> [Выдержка из источника]
Вы здесь

Игумен монастыря Дохиар геронда Григорий (Зумис) давно известен и за пределами Святой Горы. Истинно жаждущие услышать мудрые слова старца едут со всех континентов, чтобы присутствовать на беседах с Герондой, где, внимательно вслушиваясь в беглую речь переводчика, слушают рассказы о монашеских подвигах, о страдающих, угнетённых и заблудившихся в страстях.

Предлагаем вашему вниманию несколько фрагментов из книги Геронды «Люди Церкви, которых я знал». Идея этого сочинения выросла как раз из таких регулярных бесед. Это назидательные истории о подвиге любви, самопожертвовании, скромности и, что самое главное, стремлении жить по-евангельски. Геронда с большой теплотой описывает своих героев — мирян и монахов-аскетов, которые и подают нам драгоценные примеры истинно христианской жизни.

 

Рассказы старца

Довольство малым

Апостол Павел пишет о довольстве малым просто и лаконично: Имея пропитание и одежду, будем довольны тем (1 Тим. 6:8). И Господь говорит нам о безумии того, кто задумал разрушить свои старые житницы, чтобы строить большие, так как поля его принесли богатый урожай. Довольство малым — характерная черта монашеской жизни от её начала и до сего дня. Надеюсь, что две следующих афонских истории порадуют читателя тем, что это духовное делание не совсем ещё исчезло у монахов.

Старик-пустынник, держа в руках стеклянный сосуд для масла с отломанным носиком, пришёл в каливу монаха одного из скитов.

— Авва, дай мне немного масла для овощей. Прошёл месяц с тех пор, как оно закончилось, а зелень без масла стала беспокоить мой желудок.

Пустынник дрожал от холода. Дырявая одежда не могла защитить его иссохшее тело от сильного ветра, который так часто дует в зимние месяцы. Скитский монах только что получил на почте шерстяной свитер. Он вынес его пустыннику.

— Вот, возьми: он новый, вязанный из овечьей шерсти. Надень-ка его, а то замёрзнешь.

Тот надел его, взял бутылку с маслом и ушёл довольный. Но вот, через несколько минут он возвращается, держа в руке свитер.

— Авва, мне он не понадобится. Отдай его лучше кому-нибудь, кому он нужнее.

Около двадцати дней спустя старец-пустынник перешёл в место вечного покоя, где ему действительно уже не нужны свитера.

Один швейцарец, путешествуя по Афону, оказался у каливы, которая немногим отличалась от «бычьей каливы» (так на Святой Горе называют хлев для быков). Он тихонько постучал в дверь, и слабый голос изнутри пригласил его зайти. Войдя, он увидел старца, сидевшего на деревянной кровати и перебиравшего чётки. Гость окинул взглядом нищую обстановку каливы и, наконец, стал рассматривать старца, одетого в одежду из грубой шерсти. Плохое знание языка помешало поговорить с ним, но и без слов было ясно, что старец жил в нищете и презрении от людей. Он не играл с божественными вещами, чтобы показаться кому-то важным, и потому оставался никому не известным. Гость достал из кошелька пятьдесят долларов, чтобы дать их старцу.

Элементы набора данных
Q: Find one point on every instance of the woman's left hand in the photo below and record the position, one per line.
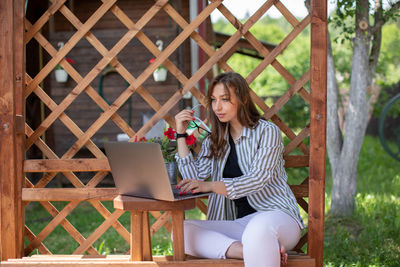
(194, 186)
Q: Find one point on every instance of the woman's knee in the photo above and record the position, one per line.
(258, 233)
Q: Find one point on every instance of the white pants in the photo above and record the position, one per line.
(261, 233)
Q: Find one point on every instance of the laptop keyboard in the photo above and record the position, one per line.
(177, 196)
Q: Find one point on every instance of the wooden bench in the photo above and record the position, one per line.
(140, 229)
(124, 260)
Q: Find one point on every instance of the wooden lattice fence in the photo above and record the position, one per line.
(18, 136)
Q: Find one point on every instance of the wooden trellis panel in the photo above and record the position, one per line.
(312, 156)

> [На основе сведений]
• a. Соответствуют ли тексту о старце Григории утверждения (i), (ii), (iii)? Для каждого ответьте «да» или «нет» и приведите дословно решающие слова текста. (i) Пустынник вернулся со свитером через несколько минут. (ii) Швейцарец свободно поговорил со старцем в каливе. (iii) Масло у пустынника закончилось за неделю до прихода к скитскому монаху.
• b. Какие темы назидательных историй из книги «Люди Церкви, которых я знал» перечислены в тексте о старце Григории? Назовите все.
• c. Продолжите текст о старце Григории, начиная после его последнего предложения.

> [Ответы по пунктам]
• a.
(i) Да: «Но вот, через несколько минут он возвращается, держа в руке свитер».
(ii) Нет: «Плохое знание языка помешало поговорить с ним».
(iii) Нет: «Прошёл месяц с тех пор, как оно закончилось».

• b. Подвиг любви, самопожертвование, скромность, стремление жить по-евангельски.

• c.
— Нет, я не возьму. Не так давно один человек дал мне двадцать долларов, их мне хватит надолго.

Пришла зима, и иностранец вспомнил каливу пустынника. По почте он отправил ему сто долларов на дрова и еду. Старец, получив их, тотчас отправил обратно, так как кто-то ему уже прислал денег. Иностранец снова их выслал, чтобы он раздал их нищей братии. Старец вновь вернул их с просьбой: «Вот сам их и раздай. Будет нехорошо, если я за твой счёт буду казаться милостивым».

Летом швейцарец принял православие и крестился, научившись у старца тому, что «блаженнее давать, нежели принимать» и «не бери без нужды ни обола».

Этот рассказ подобен прозрачной воде в горном источнике, один вид и журчание которой освежают человека.

Люди, научившие меня святой жизни

С детских лет я слышал слова преподобного Иоанна Лествичника: «Монашество есть постоянное понуждение себя». И моя покойная бабушка Захаро часто повторяла мне поговорку: «Рабочий день начинается с ночи». Ты допустишь ошибку, если отложишь сегодняшнюю работу на завтра.

Я начал удивляться добродетели самопонуждения и полюбил её прежде, чем узнал на деле. И до сих пор я желаю её стяжать как подходящую моему характеру как ничто другое.

Как-то я спросил у старца Амфилохия:

— Чем монах отличается от мирянина?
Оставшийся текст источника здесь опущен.